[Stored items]
====
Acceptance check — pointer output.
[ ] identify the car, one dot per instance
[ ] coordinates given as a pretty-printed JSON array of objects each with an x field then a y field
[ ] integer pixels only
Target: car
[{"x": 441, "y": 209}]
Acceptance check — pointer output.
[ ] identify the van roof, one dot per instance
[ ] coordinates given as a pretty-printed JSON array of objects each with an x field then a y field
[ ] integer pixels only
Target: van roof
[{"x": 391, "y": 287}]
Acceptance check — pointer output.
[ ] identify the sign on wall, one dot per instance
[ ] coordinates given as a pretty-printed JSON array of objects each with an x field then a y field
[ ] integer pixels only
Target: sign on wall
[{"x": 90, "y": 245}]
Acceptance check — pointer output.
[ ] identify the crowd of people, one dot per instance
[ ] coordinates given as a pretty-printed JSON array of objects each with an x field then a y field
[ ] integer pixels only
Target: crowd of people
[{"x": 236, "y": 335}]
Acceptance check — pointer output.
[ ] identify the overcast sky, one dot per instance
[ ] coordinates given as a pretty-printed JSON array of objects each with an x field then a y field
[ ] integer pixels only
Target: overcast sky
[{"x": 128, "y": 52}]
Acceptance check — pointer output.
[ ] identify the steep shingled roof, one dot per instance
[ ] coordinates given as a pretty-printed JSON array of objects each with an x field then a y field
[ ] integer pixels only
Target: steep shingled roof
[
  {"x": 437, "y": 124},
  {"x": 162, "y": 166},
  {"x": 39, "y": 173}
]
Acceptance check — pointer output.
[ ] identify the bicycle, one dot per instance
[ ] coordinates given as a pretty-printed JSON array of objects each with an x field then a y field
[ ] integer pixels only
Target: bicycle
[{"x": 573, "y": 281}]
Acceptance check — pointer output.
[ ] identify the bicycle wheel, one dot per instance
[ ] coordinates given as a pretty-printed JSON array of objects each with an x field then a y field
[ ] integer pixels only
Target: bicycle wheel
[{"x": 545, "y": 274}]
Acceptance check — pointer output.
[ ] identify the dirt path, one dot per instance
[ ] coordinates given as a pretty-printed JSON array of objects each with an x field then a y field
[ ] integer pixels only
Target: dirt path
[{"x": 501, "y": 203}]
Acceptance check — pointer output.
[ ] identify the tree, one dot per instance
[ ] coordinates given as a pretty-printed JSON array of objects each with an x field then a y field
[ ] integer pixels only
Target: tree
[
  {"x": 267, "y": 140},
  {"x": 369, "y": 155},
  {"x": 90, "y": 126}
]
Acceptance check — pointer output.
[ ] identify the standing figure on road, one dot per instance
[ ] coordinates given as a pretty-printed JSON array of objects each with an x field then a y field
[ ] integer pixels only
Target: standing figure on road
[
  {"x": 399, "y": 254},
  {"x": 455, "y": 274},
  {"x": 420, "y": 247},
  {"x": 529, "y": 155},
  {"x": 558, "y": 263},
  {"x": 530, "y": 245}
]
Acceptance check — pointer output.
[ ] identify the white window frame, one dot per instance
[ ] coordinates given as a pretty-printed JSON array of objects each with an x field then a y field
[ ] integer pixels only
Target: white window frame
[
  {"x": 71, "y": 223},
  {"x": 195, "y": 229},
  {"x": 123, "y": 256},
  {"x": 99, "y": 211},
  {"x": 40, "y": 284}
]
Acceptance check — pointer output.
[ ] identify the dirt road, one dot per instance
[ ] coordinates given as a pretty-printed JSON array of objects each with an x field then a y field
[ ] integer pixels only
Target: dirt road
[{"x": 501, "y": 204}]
====
YOUR TASK: Precisely as given, transcribe all of the entries above.

WORKED SOLUTION:
Acceptance check — pointer output.
[ ] identify the car, one dot per instance
[ ] coordinates given as a pretty-printed JSON array of objects each with an x field then a y field
[ ] integer pixels only
Target: car
[{"x": 441, "y": 209}]
Acceptance check — pointer output.
[ ] identify the van roof, one dot per instance
[ ] coordinates given as a pretty-printed JSON array of objects each with an x field then a y field
[ ] integer pixels only
Target: van roof
[{"x": 391, "y": 287}]
Acceptance check — pointer output.
[ ] identify the sign on wall, one dot per instance
[ ] coordinates given as a pretty-printed JSON array of objects each with an x field then a y field
[ ] integer pixels only
Target: sign on wall
[{"x": 90, "y": 245}]
Acceptance check — pointer output.
[ ] identify the crowd of people, one dot per instance
[ ] coordinates given as a pretty-printed JSON array of objects each with an x field then a y field
[ ] integer pixels only
Target: crowd of people
[{"x": 236, "y": 335}]
Acceptance check — pointer output.
[ ] identify the overcast sky, one dot per instance
[ ] coordinates given as a pretty-printed JSON array of objects each with an x field then a y field
[ ] integer pixels only
Target: overcast sky
[{"x": 128, "y": 52}]
Acceptance check — pointer output.
[ ] identify the steep shingled roof, one dot per instance
[ ] coordinates given as a pretty-printed JSON array of objects each with an x field then a y field
[ ] integer pixels only
Target: steep shingled roof
[
  {"x": 437, "y": 124},
  {"x": 162, "y": 166},
  {"x": 39, "y": 173}
]
Acceptance check — pointer output.
[ ] identify the bicycle, one dot per instance
[ ] coordinates given as a pretty-printed JSON array of objects each with an x field then a y field
[ ] integer pixels only
Target: bicycle
[{"x": 573, "y": 281}]
Acceptance check — pointer output.
[ ] identify the bicycle wheel, one dot per instance
[ ] coordinates given as a pretty-printed JSON array of objects each with an x field then a y field
[ ] integer pixels only
Target: bicycle wheel
[{"x": 545, "y": 274}]
Acceptance check — pointer output.
[ ] identify the dirt path, one dot per instance
[ ] coordinates given as a pretty-printed JSON array of objects each with an x field then a y field
[ ] integer pixels only
Target: dirt path
[{"x": 501, "y": 203}]
Acceptance check — pointer output.
[ ] identify the tree, one dot per instance
[ ] coordinates given as a pretty-printed JSON array of objects each with an x field then a y field
[ ] integer pixels only
Target: tree
[
  {"x": 267, "y": 140},
  {"x": 369, "y": 155},
  {"x": 90, "y": 126}
]
Acceptance check — pointer output.
[ ] identify the standing figure on road, one dot per instance
[ ] coordinates given as a pretty-printed JSON array of objects each with an x field then a y field
[ ] integer pixels only
Target: standing figure on road
[
  {"x": 399, "y": 254},
  {"x": 455, "y": 274},
  {"x": 420, "y": 247},
  {"x": 529, "y": 155},
  {"x": 558, "y": 263},
  {"x": 530, "y": 245}
]
Acceptance check — pointer output.
[ ] identify the white window frame, one dot per instance
[ ] coordinates given as a pretty-printed JSON array of objects each with an x field then a y field
[ ] integer pixels only
Target: white window frame
[
  {"x": 71, "y": 223},
  {"x": 195, "y": 229},
  {"x": 123, "y": 256},
  {"x": 99, "y": 211},
  {"x": 40, "y": 284}
]
Acceptance check — pointer output.
[ ] identify the dirt road, one dot per instance
[ ] coordinates given as a pretty-printed JSON array of objects each with an x field then a y field
[ ] integer pixels only
Target: dirt road
[{"x": 501, "y": 204}]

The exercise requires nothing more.